Material for this task |
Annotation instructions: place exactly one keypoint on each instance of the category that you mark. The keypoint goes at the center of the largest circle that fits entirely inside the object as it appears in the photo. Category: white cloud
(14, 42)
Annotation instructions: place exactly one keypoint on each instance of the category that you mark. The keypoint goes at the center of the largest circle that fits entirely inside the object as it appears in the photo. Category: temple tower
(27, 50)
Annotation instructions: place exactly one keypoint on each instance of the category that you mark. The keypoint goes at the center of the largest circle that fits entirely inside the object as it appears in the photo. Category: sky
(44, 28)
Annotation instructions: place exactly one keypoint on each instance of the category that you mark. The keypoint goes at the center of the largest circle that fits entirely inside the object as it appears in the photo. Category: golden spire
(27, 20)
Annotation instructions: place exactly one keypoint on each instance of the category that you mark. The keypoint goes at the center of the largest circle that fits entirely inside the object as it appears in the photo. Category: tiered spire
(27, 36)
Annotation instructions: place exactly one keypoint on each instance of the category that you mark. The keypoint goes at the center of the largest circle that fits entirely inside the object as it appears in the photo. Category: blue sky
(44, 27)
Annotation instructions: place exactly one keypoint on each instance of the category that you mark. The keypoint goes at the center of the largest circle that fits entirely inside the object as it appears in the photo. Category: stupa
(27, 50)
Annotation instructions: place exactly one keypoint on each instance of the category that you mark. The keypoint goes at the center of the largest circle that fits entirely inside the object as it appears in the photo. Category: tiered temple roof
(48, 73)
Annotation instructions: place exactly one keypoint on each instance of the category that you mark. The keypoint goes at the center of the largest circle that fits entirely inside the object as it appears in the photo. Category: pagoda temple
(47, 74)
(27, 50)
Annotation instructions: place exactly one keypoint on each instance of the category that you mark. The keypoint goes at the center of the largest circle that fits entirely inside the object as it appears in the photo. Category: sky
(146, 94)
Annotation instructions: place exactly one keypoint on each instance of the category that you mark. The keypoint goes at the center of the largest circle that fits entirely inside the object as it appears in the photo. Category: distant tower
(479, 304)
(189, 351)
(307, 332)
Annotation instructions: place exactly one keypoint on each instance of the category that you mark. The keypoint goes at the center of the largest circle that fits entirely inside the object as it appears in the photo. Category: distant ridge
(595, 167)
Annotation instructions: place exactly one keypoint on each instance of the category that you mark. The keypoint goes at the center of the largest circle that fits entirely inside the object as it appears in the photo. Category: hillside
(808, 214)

Instructions for the task |
Word for word, repeat every record.

Result below |
Annotation instructions: place exactly one keypoint on each instance of the category that you mark. The keypoint goes at the center of the largest circle that fits entirely inside the object as it appears in the photo. Category: white cloud
(14, 42)
Annotation instructions: place exactly one keypoint on each instance of the category that you mark. The keypoint goes at the center of the largest circle that fits entirely inside the object as it appears in the photo. Category: temple tower
(27, 50)
Annotation instructions: place exactly one keypoint on each instance of the category that you mark. The keypoint goes at the center of the largest circle that fits entirely inside the object as it appears in the photo. Category: sky
(44, 28)
Annotation instructions: place exactly one keypoint on each instance of the category that you mark. The keypoint goes at the center of the largest circle that fits entirely inside the object as it appears in the photo. Category: golden spire
(27, 20)
Annotation instructions: place exactly one keypoint on each instance of the category that you mark. The keypoint goes at the center of the largest circle that fits entirely inside the object as it appears in the photo. Category: tiered spire
(27, 36)
Annotation instructions: place exactly one keypoint on each instance of the category that you mark. The keypoint goes at the center of the largest circle that fits entirely inside the object as it appears in the photo. Category: blue sky
(44, 27)
Annotation instructions: place exactly one keypoint on each instance of the category that you mark. The keypoint goes at the center of the largest circle that fits entirely inside the object as it appears in the photo. Category: stupa
(27, 50)
Annotation instructions: place exactly one keypoint on each instance of the category that you mark. The keypoint goes at the center of the largest circle that fits entirely inside the object as it appears in the photo. Category: tiered temple roof
(48, 73)
Annotation instructions: place exactly one keypoint on each instance of the category that you mark. The keypoint goes at the center of the largest circle that fits entirely inside the object as it appears in the photo. Category: pagoda temple
(47, 74)
(27, 50)
Annotation instructions: place exactly one keypoint on each instance of the category that you mark. The keypoint goes at the center of the largest circle that fits entirely inside the object as it appears in the photo. Category: sky
(146, 94)
Annotation instructions: place exactly one keypoint on each instance of the category that you mark. The keypoint goes at the center of the largest circle that fits entirely inside the object as it appears in the photo. Category: distant tower
(479, 304)
(189, 351)
(307, 332)
Annotation instructions: place exactly one keypoint on each instance of the category that you mark. The keypoint goes at the center of the largest circle that fits entirely inside the object as it appears in the photo. Category: distant ridge
(595, 167)
Annotation instructions: place exactly one keypoint on each instance of the category that you mark. The keypoint goes at the center of the largest circle that fits entirely inside the object as it appears in the photo. Category: hillside
(808, 214)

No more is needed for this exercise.